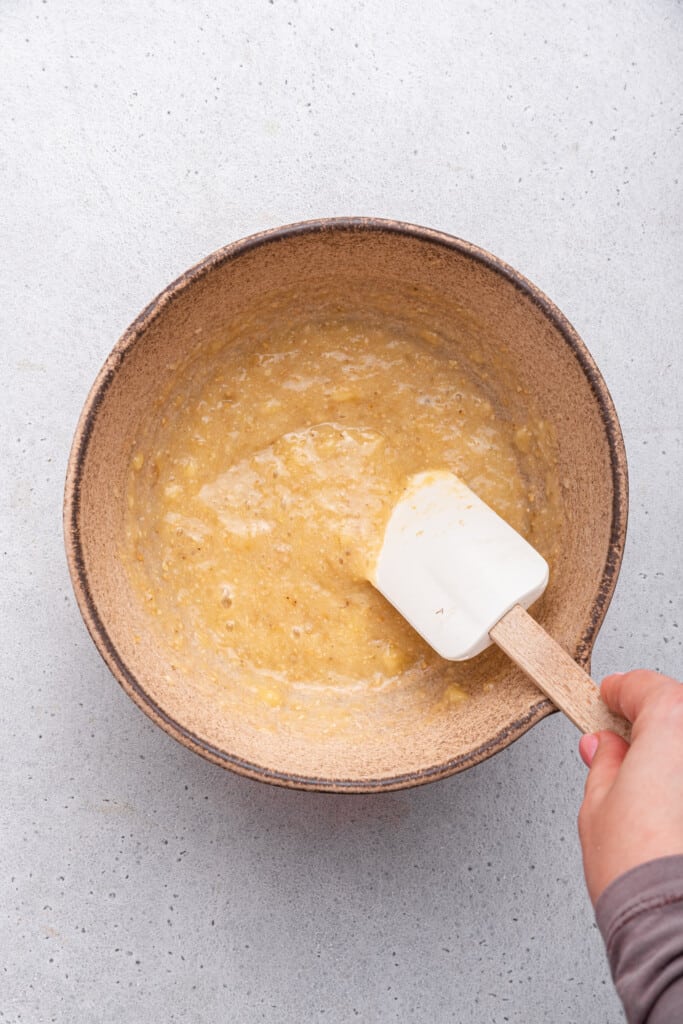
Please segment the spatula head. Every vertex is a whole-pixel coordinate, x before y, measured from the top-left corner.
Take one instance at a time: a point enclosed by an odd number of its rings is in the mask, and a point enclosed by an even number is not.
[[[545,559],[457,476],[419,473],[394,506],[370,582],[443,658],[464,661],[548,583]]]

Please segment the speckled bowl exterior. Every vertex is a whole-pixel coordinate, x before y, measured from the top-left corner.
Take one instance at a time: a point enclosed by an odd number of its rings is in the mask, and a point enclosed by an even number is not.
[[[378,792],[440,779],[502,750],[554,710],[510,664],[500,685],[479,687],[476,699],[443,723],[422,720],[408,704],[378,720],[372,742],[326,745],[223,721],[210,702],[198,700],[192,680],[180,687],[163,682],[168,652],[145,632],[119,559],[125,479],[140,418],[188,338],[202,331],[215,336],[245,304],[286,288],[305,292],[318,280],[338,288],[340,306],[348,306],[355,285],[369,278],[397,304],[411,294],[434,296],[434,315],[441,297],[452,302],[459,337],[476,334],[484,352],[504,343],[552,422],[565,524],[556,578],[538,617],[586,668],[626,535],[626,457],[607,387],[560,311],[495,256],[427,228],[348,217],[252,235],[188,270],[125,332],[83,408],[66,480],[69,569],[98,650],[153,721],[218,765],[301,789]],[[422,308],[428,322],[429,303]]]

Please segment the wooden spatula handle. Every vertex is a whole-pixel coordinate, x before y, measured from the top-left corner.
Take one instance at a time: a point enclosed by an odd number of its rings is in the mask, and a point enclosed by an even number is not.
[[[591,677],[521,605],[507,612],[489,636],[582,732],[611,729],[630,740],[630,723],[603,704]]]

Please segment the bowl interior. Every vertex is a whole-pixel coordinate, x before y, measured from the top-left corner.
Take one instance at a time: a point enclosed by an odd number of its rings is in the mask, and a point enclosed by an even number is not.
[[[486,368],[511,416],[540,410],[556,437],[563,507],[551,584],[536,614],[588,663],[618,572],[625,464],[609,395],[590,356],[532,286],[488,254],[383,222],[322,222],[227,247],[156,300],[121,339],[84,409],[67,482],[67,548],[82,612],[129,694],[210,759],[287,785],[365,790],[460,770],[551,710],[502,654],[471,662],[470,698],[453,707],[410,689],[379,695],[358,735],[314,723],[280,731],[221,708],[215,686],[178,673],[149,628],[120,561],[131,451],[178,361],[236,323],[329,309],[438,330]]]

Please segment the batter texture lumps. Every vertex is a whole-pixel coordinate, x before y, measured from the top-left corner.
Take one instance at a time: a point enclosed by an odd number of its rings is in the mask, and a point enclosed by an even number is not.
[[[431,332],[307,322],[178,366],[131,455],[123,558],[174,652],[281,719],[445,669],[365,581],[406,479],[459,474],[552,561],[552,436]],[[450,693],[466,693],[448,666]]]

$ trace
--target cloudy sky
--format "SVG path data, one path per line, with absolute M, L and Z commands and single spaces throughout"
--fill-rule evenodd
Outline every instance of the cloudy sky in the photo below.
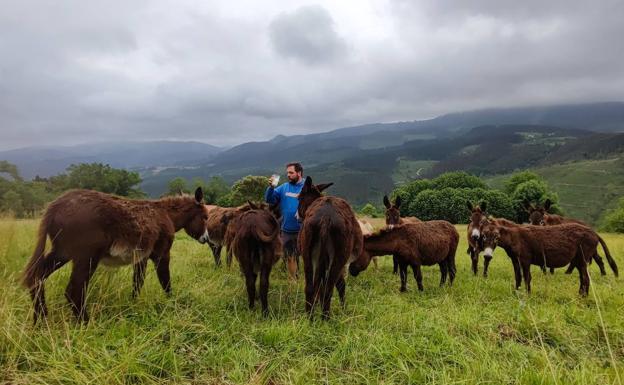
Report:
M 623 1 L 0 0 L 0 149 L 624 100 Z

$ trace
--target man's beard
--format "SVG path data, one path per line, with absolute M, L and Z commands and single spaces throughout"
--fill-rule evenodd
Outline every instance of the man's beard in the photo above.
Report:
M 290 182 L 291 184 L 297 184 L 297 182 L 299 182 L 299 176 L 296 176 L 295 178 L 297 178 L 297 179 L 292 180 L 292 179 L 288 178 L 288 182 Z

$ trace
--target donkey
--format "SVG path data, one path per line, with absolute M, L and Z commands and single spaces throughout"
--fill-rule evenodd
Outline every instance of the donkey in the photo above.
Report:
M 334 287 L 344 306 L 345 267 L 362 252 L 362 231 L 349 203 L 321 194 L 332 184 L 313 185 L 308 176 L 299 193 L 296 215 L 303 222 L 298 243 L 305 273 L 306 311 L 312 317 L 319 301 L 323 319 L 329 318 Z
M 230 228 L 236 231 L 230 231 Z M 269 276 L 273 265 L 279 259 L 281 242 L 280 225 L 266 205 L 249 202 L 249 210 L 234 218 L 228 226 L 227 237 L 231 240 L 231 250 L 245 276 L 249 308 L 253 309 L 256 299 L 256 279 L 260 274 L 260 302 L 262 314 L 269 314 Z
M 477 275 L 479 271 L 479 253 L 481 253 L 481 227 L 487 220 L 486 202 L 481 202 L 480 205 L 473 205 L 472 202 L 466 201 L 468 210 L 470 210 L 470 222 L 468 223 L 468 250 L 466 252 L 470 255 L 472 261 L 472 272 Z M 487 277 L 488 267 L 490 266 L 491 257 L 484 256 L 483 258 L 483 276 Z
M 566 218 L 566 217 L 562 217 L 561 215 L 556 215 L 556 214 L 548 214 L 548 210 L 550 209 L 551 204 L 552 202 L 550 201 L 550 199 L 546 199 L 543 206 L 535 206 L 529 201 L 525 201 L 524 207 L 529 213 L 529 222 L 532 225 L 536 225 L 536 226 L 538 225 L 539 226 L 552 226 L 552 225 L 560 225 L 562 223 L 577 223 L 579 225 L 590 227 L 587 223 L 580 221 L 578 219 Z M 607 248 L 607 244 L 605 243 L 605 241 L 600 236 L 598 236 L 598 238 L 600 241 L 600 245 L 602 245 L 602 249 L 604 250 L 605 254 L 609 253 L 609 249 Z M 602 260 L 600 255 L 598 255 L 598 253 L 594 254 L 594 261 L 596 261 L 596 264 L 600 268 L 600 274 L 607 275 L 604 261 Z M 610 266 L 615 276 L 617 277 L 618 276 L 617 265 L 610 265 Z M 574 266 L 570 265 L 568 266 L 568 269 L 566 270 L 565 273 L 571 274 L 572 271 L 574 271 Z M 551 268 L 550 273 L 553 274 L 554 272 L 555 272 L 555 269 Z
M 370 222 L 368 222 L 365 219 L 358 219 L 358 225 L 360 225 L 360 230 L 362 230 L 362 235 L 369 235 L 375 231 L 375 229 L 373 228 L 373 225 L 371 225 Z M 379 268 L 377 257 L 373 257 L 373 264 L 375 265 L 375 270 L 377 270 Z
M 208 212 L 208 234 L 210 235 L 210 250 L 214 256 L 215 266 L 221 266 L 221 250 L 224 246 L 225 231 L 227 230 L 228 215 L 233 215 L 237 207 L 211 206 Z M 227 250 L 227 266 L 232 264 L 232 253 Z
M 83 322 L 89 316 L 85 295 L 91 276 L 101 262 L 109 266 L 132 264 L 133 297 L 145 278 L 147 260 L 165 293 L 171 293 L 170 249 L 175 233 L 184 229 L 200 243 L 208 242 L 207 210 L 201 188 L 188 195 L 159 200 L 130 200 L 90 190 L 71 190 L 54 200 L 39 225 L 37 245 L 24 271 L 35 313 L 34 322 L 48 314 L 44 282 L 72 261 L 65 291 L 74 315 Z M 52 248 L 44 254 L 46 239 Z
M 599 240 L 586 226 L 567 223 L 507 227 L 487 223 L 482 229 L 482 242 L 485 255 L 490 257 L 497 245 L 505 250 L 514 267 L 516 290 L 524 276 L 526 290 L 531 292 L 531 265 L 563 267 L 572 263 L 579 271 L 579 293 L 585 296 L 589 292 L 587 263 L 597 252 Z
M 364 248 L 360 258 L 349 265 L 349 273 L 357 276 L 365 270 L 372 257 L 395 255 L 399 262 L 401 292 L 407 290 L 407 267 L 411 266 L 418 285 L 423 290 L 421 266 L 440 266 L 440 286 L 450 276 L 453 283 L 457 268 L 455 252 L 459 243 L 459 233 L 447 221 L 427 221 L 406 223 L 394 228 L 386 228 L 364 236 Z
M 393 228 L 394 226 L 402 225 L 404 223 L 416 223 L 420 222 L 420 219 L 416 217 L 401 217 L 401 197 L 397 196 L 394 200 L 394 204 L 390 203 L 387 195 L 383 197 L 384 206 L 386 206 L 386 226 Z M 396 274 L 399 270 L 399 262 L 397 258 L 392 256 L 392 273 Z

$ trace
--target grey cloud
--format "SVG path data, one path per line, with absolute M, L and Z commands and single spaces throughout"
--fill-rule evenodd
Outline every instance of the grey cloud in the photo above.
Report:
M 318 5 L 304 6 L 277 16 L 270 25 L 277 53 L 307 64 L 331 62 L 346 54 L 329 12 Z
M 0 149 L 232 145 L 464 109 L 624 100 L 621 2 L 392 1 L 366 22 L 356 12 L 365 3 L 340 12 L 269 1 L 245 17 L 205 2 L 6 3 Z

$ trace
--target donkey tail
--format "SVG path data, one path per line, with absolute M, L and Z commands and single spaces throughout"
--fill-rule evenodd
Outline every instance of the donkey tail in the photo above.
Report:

※ ※ ※

Brief:
A single number is required: the count of lines in the records that include the string "from".

Expected answer:
5